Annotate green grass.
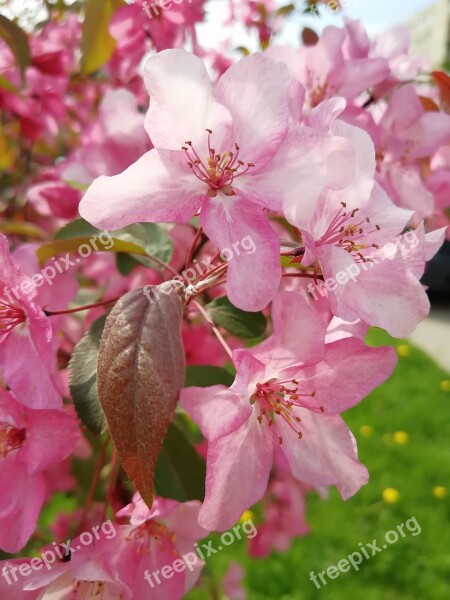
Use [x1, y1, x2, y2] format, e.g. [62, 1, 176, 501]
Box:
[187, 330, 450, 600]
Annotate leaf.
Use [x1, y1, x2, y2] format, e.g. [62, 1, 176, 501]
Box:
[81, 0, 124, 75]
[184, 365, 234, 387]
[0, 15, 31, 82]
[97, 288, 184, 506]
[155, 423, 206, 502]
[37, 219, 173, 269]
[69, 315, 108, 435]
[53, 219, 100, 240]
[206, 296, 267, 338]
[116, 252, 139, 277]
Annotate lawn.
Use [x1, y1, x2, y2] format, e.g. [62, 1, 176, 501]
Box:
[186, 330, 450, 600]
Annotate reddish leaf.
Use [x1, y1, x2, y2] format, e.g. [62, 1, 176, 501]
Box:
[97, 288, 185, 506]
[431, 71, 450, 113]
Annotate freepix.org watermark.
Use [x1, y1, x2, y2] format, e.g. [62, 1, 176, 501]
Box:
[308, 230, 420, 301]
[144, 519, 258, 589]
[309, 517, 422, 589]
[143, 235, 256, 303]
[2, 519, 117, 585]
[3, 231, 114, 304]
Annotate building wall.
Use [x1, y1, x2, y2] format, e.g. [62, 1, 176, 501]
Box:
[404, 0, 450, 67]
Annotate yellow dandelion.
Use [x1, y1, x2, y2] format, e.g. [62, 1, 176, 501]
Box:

* * *

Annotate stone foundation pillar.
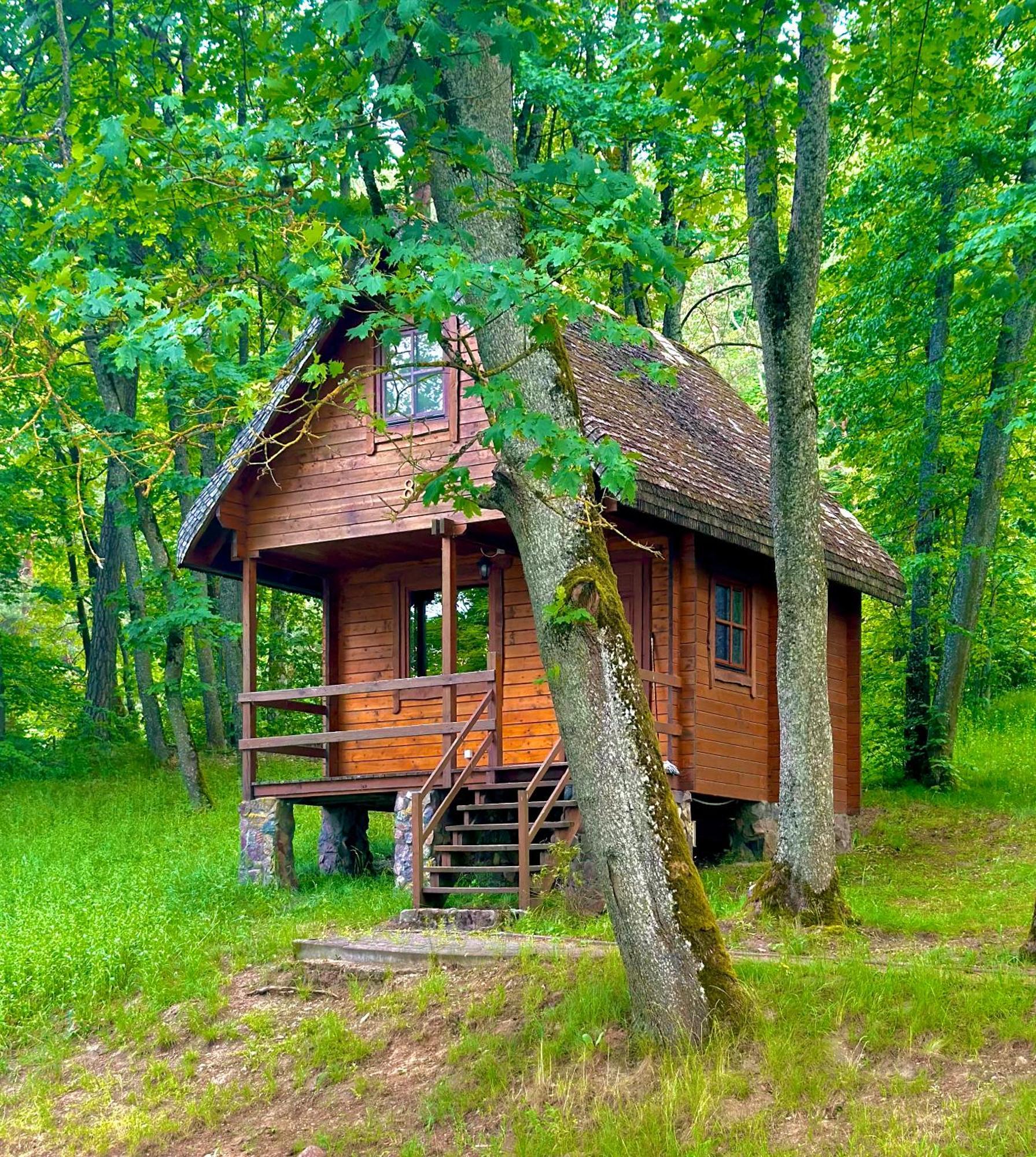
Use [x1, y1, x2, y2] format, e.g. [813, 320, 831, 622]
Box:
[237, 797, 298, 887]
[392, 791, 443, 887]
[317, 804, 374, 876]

==

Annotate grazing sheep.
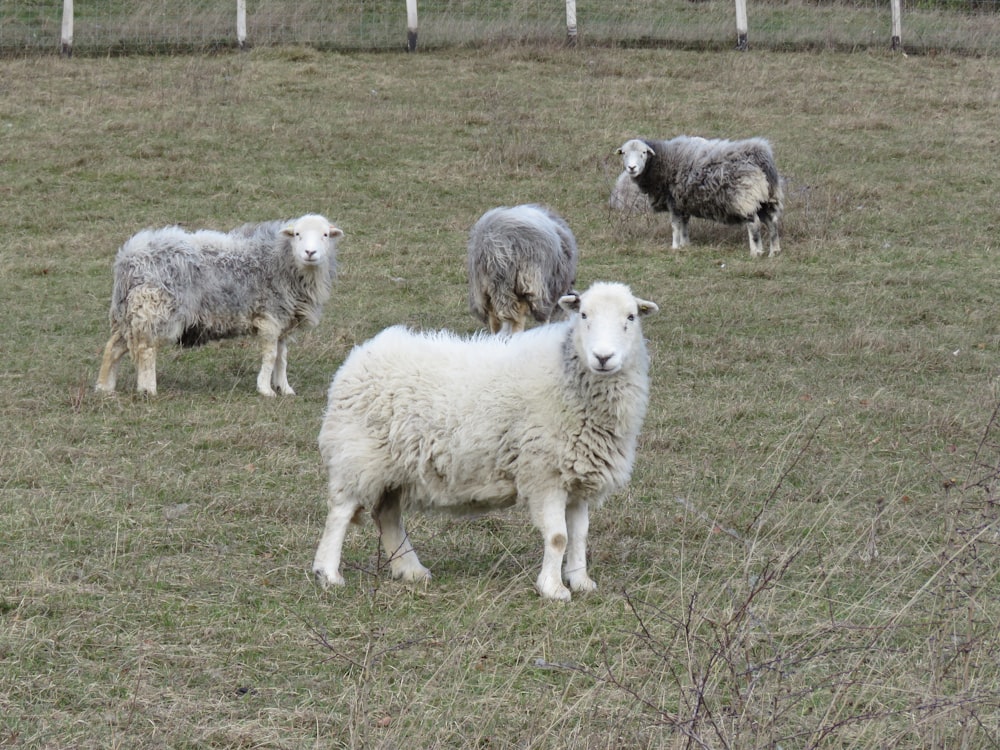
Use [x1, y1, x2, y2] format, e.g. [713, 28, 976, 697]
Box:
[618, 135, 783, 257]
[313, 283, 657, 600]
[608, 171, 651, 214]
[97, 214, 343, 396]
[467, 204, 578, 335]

YOUR INSTRUCTIONS
Please rewrite the records starting at the line containing "Annotate grazing sheep." and ending at the line containing "[467, 204, 578, 335]". Multiply each bounding-box coordinate in the answers by 0.55 and round to whole numbers, with halves rounded up. Keep the requests and their format sample unchanged, and leave out the picture.

RESULT OF THIS TASK
Annotate grazing sheep.
Use [x1, y1, x2, y2] format, e.g. [713, 28, 976, 697]
Box:
[340, 74, 431, 141]
[172, 156, 361, 330]
[334, 94, 358, 118]
[53, 118, 189, 218]
[257, 112, 318, 184]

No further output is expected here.